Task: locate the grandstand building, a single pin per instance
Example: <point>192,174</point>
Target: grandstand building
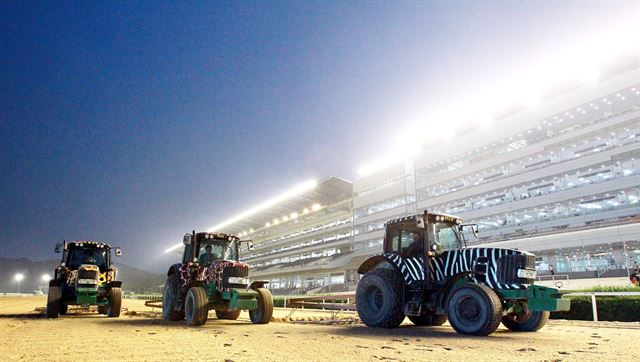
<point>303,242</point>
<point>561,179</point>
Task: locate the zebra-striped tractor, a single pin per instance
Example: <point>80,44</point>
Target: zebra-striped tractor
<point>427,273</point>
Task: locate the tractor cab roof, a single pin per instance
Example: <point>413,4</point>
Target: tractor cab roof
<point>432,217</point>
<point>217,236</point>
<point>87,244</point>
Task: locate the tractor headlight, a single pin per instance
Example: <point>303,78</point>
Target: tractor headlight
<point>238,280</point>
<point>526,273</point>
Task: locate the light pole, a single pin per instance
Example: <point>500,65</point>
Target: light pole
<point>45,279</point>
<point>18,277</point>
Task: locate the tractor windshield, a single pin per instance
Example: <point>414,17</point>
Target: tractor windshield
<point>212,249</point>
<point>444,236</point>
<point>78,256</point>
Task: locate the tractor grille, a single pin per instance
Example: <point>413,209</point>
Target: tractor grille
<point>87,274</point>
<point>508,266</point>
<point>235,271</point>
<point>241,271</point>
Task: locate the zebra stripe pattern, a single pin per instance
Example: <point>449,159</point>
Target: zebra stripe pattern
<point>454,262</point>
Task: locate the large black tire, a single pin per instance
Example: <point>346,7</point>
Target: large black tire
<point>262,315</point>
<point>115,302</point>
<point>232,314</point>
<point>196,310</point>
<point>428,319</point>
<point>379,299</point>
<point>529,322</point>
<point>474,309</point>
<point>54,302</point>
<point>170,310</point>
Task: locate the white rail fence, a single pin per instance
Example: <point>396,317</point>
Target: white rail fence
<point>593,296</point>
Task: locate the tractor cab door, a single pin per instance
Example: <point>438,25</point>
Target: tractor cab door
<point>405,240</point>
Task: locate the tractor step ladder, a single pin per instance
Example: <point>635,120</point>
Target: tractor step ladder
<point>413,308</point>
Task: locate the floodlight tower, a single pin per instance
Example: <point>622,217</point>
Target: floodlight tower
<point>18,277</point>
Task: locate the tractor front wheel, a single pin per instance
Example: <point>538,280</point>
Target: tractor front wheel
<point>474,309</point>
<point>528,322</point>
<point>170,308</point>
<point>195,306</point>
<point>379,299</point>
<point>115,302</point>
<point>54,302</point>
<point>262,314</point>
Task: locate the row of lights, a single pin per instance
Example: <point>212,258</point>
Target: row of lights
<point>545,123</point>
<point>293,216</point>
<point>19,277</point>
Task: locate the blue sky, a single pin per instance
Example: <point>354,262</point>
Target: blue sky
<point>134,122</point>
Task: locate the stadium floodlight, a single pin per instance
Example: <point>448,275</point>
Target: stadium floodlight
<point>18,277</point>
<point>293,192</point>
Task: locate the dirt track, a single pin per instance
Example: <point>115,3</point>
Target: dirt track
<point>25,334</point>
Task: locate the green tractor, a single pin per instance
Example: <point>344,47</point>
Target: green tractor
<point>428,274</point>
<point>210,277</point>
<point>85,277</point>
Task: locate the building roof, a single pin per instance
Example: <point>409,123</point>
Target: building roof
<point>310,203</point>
.....
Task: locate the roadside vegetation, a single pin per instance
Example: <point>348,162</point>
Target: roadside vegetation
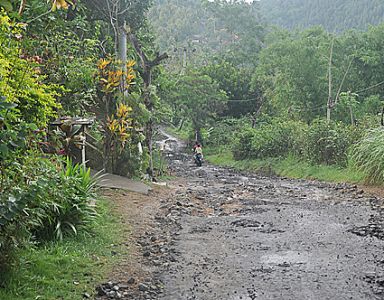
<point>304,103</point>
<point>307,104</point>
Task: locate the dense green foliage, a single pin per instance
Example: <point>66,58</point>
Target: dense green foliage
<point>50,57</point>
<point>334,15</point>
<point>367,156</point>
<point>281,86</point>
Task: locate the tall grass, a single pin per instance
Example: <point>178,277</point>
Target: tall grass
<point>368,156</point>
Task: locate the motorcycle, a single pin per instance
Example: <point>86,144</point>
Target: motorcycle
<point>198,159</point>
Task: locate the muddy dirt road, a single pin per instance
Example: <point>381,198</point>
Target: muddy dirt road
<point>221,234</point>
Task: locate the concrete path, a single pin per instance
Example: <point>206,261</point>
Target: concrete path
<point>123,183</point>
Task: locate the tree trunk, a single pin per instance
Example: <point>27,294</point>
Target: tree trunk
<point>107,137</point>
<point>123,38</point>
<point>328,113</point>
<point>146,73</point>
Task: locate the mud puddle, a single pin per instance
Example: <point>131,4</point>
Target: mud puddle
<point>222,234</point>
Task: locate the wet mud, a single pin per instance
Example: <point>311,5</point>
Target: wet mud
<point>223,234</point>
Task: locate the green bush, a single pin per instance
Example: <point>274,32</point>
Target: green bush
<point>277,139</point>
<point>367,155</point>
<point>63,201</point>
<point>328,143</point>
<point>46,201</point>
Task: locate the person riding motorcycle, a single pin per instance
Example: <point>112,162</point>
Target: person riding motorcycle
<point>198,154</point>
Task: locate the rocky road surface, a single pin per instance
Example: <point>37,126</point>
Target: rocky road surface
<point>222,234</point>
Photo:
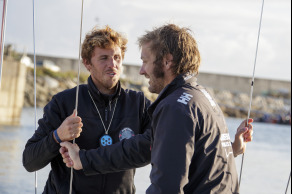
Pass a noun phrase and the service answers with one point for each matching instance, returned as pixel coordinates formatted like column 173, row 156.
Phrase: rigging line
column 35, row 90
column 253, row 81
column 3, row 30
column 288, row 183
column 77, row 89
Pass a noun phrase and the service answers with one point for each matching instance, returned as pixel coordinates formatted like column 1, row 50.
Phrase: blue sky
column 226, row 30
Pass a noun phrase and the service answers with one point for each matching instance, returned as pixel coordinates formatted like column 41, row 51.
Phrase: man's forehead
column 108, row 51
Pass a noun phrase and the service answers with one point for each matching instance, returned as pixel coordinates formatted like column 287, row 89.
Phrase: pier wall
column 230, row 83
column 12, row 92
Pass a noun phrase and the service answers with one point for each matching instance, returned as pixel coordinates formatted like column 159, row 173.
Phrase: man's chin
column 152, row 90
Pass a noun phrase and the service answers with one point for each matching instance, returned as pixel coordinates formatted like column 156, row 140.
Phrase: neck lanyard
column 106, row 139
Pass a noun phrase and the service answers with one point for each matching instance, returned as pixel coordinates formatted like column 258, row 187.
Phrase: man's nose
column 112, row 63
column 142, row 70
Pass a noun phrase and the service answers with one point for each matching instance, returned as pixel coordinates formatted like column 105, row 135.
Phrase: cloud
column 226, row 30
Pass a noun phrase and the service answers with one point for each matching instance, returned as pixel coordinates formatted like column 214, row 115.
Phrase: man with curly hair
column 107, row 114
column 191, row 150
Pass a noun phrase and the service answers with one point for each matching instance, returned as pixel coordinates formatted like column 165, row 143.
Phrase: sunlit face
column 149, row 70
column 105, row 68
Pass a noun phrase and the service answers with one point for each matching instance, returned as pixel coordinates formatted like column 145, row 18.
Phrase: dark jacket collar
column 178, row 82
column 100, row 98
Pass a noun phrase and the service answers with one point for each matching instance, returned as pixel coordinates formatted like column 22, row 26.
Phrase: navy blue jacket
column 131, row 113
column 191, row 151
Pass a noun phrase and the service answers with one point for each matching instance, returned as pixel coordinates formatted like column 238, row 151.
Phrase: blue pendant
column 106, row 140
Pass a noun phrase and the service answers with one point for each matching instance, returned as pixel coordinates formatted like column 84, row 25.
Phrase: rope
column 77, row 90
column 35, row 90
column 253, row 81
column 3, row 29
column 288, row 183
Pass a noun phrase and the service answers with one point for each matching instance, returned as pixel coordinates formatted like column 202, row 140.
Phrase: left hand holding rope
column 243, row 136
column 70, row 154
.....
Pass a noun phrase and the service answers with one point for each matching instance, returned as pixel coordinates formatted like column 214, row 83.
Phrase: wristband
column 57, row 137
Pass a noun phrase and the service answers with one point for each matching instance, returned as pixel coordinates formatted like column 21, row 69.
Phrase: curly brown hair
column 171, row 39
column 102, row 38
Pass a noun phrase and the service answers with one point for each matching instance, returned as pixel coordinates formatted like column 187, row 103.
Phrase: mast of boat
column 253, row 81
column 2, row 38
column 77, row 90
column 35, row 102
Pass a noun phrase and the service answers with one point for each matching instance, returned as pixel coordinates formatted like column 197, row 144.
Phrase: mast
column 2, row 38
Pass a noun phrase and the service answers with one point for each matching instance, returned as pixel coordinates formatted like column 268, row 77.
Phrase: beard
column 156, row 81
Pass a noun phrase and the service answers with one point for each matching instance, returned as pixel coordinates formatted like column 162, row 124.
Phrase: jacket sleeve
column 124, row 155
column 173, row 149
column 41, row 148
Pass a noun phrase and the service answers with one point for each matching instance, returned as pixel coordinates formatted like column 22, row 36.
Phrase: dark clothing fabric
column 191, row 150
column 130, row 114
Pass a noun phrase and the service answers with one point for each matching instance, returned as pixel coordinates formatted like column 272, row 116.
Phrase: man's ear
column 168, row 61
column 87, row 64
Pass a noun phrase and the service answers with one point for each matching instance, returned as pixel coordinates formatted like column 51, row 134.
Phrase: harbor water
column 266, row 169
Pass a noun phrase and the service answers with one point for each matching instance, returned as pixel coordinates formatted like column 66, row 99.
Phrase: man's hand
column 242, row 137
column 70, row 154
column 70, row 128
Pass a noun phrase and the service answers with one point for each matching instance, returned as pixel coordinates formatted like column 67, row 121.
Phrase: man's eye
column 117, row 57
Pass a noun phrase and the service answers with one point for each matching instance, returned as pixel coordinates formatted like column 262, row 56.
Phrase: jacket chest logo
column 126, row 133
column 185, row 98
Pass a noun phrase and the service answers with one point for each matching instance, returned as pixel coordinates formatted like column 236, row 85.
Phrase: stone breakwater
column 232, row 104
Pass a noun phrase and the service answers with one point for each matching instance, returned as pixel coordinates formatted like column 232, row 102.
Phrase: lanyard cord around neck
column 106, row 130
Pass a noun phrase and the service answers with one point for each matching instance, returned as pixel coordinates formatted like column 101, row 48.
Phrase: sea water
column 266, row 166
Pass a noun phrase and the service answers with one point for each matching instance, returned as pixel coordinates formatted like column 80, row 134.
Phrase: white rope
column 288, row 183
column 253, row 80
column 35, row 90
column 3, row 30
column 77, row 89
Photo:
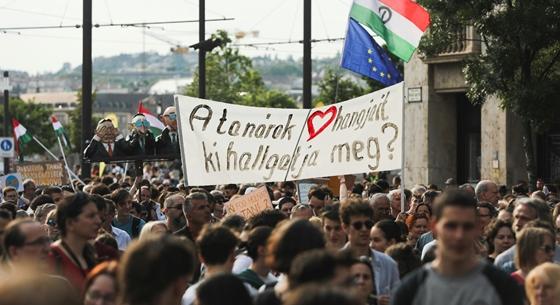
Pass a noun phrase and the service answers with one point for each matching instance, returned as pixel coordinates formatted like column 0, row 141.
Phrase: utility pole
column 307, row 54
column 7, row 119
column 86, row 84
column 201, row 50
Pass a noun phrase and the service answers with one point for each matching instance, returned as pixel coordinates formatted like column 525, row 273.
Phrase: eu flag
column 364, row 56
.....
EXERCISE BRIEF
Would you print, exactly as written, every line above from the one holding "Task: locate the dense" through the one holding "Example: <point>27,294</point>", with both included and no other lines?

TASK ANSWER
Task: locate the dense green foliage, a single pin per instance
Example: <point>66,58</point>
Target: dense green foliage
<point>50,57</point>
<point>334,15</point>
<point>367,156</point>
<point>281,86</point>
Task: locate the tall grass, a single pin per instance
Example: <point>178,277</point>
Target: tall grass
<point>368,156</point>
Task: locate the motorcycle, a single pin per instance
Example: <point>86,144</point>
Target: motorcycle
<point>198,159</point>
Task: locate the muddy dirt road, a single pin per instance
Example: <point>381,198</point>
Target: muddy dirt road
<point>221,234</point>
Task: locate the concrete path, a single pin per instance
Example: <point>206,261</point>
Target: concrete path
<point>123,183</point>
Task: locate the tree trunk, a single pin per instance
Example: <point>27,294</point>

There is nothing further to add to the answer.